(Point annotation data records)
-- START --
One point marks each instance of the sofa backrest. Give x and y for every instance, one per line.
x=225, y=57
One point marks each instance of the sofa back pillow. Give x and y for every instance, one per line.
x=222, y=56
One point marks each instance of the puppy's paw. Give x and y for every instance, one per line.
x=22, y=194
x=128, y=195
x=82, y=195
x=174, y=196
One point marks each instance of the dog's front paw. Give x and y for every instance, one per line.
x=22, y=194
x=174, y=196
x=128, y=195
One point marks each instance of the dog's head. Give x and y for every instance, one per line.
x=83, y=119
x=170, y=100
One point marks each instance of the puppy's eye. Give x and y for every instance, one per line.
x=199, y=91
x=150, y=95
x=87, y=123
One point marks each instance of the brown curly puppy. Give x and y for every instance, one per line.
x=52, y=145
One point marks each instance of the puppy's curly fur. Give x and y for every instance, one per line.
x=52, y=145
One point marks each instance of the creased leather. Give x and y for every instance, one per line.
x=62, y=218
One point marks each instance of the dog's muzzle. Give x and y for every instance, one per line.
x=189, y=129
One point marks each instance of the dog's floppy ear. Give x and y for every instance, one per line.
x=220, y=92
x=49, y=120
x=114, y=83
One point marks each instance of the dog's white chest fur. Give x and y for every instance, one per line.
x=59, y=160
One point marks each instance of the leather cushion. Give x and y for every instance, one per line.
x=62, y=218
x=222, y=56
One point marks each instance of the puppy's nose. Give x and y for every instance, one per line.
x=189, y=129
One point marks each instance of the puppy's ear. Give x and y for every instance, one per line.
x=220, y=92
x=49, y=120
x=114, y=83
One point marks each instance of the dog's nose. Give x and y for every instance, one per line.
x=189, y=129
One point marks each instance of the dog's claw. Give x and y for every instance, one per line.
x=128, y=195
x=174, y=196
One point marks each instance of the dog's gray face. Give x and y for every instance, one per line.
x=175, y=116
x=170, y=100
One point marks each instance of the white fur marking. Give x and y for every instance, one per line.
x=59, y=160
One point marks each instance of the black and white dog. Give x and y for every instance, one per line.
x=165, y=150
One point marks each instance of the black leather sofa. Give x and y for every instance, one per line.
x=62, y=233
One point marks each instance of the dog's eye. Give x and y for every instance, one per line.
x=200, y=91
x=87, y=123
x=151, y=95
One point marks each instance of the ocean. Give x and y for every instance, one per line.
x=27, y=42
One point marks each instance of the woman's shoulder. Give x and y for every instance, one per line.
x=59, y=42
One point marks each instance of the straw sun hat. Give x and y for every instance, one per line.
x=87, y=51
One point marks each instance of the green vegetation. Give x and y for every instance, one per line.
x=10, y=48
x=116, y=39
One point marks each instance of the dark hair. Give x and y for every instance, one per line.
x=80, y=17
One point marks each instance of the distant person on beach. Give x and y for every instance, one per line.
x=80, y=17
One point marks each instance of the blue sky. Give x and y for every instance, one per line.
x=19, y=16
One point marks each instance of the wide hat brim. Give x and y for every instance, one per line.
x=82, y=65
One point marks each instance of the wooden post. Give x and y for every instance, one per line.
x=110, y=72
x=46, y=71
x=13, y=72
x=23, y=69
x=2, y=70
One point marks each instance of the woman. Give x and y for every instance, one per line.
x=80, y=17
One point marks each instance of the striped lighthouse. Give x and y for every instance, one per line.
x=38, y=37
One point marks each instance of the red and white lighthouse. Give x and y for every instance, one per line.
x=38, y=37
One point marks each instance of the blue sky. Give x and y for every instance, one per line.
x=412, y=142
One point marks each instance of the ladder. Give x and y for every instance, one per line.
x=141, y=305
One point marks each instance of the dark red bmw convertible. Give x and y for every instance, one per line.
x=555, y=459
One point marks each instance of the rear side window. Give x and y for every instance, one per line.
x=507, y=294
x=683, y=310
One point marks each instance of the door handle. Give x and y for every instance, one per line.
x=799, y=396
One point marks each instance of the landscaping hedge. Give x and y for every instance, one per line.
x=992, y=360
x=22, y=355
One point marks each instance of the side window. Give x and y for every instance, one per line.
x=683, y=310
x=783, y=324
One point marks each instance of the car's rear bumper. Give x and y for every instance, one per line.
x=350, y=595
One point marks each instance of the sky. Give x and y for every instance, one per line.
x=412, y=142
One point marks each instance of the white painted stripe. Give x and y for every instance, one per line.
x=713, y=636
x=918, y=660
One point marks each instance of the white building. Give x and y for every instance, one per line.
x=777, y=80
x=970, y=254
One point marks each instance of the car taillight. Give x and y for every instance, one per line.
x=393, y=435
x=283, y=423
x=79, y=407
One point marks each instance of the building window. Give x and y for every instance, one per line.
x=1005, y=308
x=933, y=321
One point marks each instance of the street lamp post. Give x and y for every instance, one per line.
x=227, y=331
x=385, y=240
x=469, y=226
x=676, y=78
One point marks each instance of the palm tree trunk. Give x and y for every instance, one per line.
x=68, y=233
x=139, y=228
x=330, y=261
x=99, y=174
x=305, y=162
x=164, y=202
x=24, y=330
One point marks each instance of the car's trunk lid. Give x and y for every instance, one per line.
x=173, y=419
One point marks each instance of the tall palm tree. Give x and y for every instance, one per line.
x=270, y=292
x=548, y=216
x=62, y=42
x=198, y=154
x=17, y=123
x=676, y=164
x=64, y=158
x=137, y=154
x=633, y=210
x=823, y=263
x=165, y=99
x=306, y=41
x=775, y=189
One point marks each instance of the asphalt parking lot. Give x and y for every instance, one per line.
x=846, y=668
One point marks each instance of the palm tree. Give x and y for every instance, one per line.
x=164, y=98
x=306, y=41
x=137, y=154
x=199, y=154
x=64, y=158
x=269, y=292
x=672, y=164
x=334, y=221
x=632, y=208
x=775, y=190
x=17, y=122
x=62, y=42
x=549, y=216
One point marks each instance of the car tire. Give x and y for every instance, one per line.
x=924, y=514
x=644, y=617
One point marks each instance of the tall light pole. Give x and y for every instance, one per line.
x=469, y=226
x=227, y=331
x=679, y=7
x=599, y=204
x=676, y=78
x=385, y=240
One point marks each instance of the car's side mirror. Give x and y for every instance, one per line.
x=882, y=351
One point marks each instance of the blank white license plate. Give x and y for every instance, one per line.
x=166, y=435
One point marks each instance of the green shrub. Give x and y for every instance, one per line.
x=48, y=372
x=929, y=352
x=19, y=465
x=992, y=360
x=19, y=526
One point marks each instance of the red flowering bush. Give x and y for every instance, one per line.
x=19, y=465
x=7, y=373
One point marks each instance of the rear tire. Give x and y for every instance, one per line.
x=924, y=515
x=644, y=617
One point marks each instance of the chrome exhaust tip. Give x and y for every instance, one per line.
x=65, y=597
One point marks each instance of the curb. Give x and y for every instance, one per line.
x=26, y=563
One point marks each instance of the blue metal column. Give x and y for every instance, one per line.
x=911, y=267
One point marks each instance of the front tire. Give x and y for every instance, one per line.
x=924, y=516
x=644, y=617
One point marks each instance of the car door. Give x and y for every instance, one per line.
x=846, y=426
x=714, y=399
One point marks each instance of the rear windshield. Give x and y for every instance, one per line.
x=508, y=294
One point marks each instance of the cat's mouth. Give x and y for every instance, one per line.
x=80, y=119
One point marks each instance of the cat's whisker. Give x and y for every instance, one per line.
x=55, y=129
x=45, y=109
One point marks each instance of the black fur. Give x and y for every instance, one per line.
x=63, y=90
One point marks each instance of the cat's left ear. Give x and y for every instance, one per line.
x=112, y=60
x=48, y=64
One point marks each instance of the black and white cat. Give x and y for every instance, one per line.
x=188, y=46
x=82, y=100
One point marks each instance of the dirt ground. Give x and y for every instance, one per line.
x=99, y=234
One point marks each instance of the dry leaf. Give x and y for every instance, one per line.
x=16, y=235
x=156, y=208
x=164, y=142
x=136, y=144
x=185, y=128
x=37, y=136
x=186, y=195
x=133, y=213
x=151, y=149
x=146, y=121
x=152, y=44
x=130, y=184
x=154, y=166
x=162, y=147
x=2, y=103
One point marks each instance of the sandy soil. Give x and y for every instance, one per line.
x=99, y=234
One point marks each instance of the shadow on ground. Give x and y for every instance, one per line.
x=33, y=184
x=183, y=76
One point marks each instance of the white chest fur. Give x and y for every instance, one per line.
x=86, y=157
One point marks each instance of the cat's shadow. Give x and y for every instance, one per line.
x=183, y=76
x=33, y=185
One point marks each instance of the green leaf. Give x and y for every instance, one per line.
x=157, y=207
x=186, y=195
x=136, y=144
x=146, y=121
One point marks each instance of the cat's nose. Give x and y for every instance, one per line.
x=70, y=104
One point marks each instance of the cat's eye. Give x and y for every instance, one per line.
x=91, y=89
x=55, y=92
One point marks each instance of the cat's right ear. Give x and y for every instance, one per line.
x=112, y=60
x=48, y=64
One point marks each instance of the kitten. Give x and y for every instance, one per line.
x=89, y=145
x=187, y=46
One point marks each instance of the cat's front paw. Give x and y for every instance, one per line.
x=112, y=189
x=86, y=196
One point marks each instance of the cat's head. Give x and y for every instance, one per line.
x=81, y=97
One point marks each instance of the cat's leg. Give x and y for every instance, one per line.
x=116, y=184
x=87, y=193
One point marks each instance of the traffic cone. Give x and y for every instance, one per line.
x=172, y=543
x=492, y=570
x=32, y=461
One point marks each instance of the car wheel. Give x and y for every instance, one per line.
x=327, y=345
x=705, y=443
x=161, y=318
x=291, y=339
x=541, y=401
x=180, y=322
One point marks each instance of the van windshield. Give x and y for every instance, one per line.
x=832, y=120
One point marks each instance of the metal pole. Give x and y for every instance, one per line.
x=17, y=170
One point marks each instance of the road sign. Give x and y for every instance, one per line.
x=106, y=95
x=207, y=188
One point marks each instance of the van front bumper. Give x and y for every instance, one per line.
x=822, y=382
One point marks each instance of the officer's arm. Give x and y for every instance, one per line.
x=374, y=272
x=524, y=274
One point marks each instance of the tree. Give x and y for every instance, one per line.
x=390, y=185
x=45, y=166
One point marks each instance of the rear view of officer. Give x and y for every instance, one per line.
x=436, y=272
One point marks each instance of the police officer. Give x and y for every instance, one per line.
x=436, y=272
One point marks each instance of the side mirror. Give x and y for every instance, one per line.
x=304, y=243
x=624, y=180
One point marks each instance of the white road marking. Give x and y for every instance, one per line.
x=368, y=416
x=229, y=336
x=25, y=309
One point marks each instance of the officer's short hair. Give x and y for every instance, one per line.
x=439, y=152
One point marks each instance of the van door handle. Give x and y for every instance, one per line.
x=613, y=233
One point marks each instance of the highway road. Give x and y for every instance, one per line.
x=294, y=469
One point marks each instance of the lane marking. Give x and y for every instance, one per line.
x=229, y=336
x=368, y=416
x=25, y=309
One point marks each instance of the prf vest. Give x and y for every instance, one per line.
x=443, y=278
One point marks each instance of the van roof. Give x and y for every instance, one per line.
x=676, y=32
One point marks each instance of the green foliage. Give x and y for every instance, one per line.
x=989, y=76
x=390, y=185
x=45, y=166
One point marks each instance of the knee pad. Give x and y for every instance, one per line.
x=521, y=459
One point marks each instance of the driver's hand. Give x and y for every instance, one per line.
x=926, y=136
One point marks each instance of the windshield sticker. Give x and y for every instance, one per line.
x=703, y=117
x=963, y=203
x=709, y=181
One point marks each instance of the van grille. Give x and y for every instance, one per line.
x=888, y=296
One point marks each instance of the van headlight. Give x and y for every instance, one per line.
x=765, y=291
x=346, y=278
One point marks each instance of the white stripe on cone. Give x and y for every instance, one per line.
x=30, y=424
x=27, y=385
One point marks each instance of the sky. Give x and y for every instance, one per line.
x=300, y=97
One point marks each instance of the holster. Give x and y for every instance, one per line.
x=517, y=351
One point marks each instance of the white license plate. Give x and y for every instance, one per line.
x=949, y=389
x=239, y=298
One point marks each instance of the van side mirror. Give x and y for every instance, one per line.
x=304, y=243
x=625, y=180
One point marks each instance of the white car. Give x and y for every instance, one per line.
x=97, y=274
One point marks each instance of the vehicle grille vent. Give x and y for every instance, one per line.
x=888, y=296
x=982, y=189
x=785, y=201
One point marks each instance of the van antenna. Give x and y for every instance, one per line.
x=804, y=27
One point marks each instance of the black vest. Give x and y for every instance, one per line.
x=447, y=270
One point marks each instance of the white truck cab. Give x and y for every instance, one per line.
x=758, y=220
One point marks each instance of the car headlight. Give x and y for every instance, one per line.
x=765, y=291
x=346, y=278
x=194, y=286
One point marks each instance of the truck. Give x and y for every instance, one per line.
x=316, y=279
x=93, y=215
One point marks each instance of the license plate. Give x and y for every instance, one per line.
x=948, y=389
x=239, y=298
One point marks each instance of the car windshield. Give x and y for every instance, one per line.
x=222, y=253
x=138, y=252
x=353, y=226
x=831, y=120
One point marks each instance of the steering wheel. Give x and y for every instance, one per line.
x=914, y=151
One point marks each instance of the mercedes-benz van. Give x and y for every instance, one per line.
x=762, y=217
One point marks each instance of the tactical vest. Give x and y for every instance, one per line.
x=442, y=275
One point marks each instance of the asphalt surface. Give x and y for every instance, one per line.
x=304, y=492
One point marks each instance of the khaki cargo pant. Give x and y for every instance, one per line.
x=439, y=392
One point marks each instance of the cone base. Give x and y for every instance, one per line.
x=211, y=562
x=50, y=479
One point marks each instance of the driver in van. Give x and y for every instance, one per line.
-- END --
→ **What you have to do**:
Return the lines of the data above exactly, from the line containing "One point marks each instance of the van side" up to and including the line containing "x=439, y=392".

→ **Expected answer**:
One point marks each instance of the van side mirror. Give x and y for every instance, one per line.
x=304, y=243
x=625, y=180
One point marks each instance of the white car. Give x and y for every instance, one per line.
x=97, y=274
One point marks each instance of the vehicle grille vent. Give x and y for every instance, one per line.
x=888, y=296
x=982, y=189
x=785, y=201
One point marks each instance of the van antenna. Give x and y for every instance, one per line.
x=804, y=27
One point marks each instance of the black vest. Give x and y for every instance, one per line.
x=447, y=270
One point marks each instance of the white truck cab. Give x and y for every instance, one per line.
x=758, y=220
One point marks each instance of the car headlight. Give x and y for every instance, one per line.
x=765, y=291
x=346, y=278
x=194, y=286
One point marks each instance of the truck. Give x and y for every instance, one per line.
x=316, y=279
x=93, y=215
One point marks each instance of the license plate. Give x and y for every instance, one per line.
x=948, y=389
x=239, y=298
One point marks each instance of the car windshield. Give x and y for every instance, one per line.
x=222, y=253
x=138, y=252
x=353, y=226
x=831, y=120
One point marks each instance of the steering wheel. Give x and y for every instance, one per line.
x=914, y=151
One point marks each instance of the mercedes-benz van. Give x and y for every instance, one per line.
x=762, y=217
One point marks each instance of the tactical vest. Give x and y for every instance, one per line.
x=442, y=275
One point marks each instance of the asphalt surface. Give x and y for every instance, one per line.
x=304, y=492
One point marks each instance of the khaki cargo pant. Give x and y for every instance, one per line.
x=439, y=392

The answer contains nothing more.